▶ **Data to process**
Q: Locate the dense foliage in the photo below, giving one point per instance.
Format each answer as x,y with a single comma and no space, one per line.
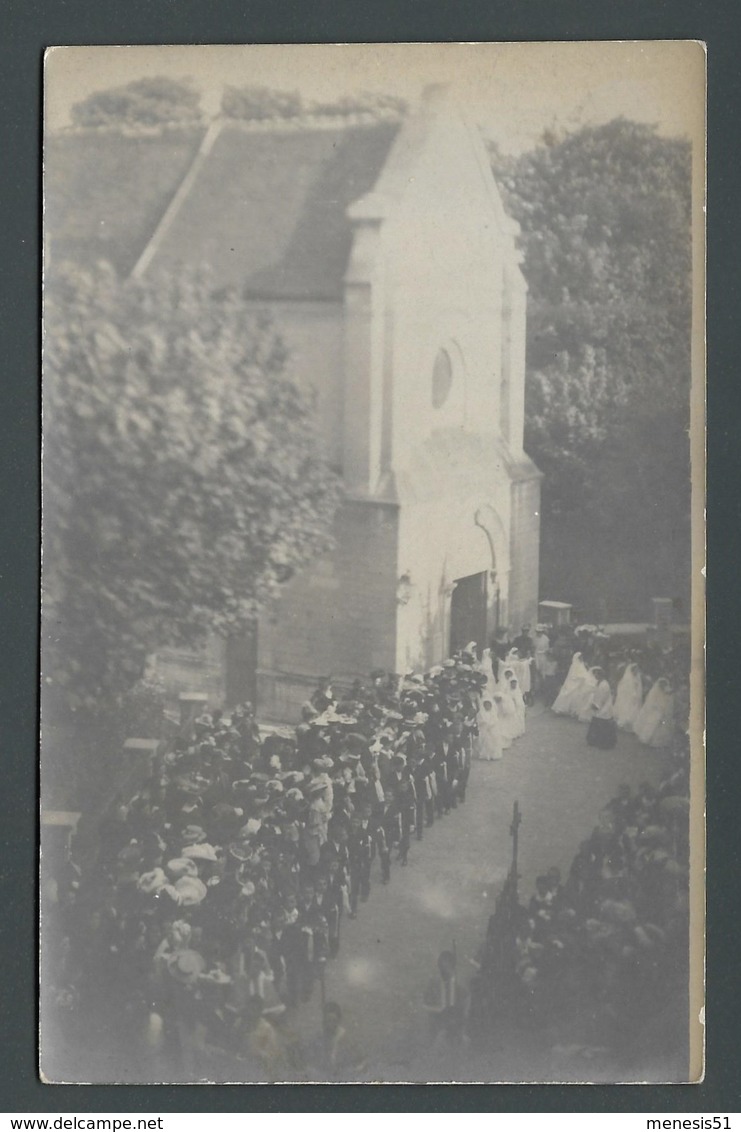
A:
605,220
145,102
182,479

▶ **What you should do**
Every entry, exactly as written: transcribe it, passing over any pictures.

▶ **Problem solution**
Q: Locate the dense foliage in the photo below, giving one point per instance.
Format each answer as x,y with a single comma and no space, one per line.
A:
605,220
145,102
182,479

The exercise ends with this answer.